■ WORK TO BE COMPLETED: Reproduce the following lines verbatim.

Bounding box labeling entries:
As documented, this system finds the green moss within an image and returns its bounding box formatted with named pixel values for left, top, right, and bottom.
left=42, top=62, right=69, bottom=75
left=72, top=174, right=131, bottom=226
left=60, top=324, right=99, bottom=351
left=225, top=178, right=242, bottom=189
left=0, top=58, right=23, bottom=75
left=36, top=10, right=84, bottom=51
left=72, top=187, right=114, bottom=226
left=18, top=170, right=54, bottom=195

■ ANSWER:
As documented, this system finds the green moss within an image and returns its bounding box formatted with named pixel values for left, top, right, and bottom.
left=42, top=62, right=69, bottom=75
left=72, top=174, right=131, bottom=226
left=60, top=324, right=99, bottom=351
left=225, top=178, right=242, bottom=189
left=0, top=58, right=23, bottom=75
left=36, top=10, right=84, bottom=51
left=72, top=187, right=114, bottom=226
left=18, top=170, right=54, bottom=195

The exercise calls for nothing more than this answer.